Exercise 1 =>
In the filing excerpt, copy the stretch from "Sale of Equity" through "revolving credit facility." word for word.
Exercise 2 =>
What kinds of derivative trade arrangements does the filing excerpt say have been employed? List every one.
Exercise 3 =>
Answer these questions from the filing excerpt:
(a) At what price per share were the common shares sold in the public offering?
(b) Under the provisions of which accounting standard were the derivative trades designated as cash flow hedges in 2003?
(c) Contracts entered into after what date were not designated as cash flow hedges?

Excerpt to read =>
>> START
Sale of Equity Securities
     On February 9, 2005, we sold 5,750,000 shares of our common stock, $.01 par value per share, pursuant to a public offering at a price of $5.27 per share. Gross cash proceeds were $30.3 million, and net proceeds were approximately $28.0 million. The common shares were issued under Parallel’s $100.0 million Universal Shelf Registration Statement on Form S-3 which became effective in November 2004. The proceeds were used to reduce the revolving credit facility.
Commodity Price Risk Management Transactions and Effects of Derivative Instruments
     The purpose of all of our derivative trades is to provide a measure of stability in cash flow as a result of our daily activities associated with the selling of oil and natural gas production and expenditures associated with the borrowings that we have secured through our Bank Borrowings. The derivative trade arrangements we have employed include collars, costless collars, floors or purchased puts, oil and natural gas swaps and interest rate swaps. In 2003, we designated our derivative trades as cash flow hedges under the provisions of SFAS 133, as amended. Although our purpose for entering into derivative trades has remained the same, contracts entered into after June 30, 2004 were not designated as cash flow hedges.
>> END
Dataset records =>
>> START
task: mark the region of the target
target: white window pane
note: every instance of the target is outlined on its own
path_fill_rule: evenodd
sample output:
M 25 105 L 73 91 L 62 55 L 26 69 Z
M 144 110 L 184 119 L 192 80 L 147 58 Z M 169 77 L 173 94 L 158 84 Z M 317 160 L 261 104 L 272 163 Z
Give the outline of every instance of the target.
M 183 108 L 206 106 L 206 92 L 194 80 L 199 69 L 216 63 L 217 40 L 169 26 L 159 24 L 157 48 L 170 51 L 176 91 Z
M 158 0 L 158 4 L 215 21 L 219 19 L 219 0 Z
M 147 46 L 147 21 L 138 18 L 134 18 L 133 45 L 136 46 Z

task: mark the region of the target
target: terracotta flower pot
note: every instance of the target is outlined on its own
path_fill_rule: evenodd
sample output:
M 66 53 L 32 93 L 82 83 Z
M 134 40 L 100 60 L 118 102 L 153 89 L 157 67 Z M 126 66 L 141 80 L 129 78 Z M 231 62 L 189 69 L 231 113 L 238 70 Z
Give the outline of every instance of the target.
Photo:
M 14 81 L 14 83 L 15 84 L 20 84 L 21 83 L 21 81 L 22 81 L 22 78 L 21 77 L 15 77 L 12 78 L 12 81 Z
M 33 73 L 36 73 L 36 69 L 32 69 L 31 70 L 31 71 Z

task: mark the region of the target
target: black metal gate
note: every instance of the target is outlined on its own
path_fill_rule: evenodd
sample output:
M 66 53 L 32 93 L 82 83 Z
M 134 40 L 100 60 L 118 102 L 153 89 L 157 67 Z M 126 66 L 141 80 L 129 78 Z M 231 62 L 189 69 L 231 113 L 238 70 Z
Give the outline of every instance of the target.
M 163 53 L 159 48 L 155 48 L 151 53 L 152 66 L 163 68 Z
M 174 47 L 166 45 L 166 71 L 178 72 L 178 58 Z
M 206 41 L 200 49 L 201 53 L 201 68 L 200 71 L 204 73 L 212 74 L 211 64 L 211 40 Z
>> END
Right answer 1 =>
Sale of Equity Securities
     On February 9, 2005, we sold 5,750,000 shares of our common stock, $.01 par value per share, pursuant to a public offering at a price of $5.27 per share. Gross cash proceeds were $30.3 million, and net proceeds were approximately $28.0 million. The common shares were issued under Parallel’s $100.0 million Universal Shelf Registration Statement on Form S-3 which became effective in November 2004. The proceeds were used to reduce the revolving credit facility.

Right answer 2 =>
- Collars
- Costless collars
- Floors or purchased puts
- Oil and natural gas swaps
- Interest rate swaps

Right answer 3 =>
(a) $5.27 per share
(b) SFAS 133, as amended
(c) June 30, 2004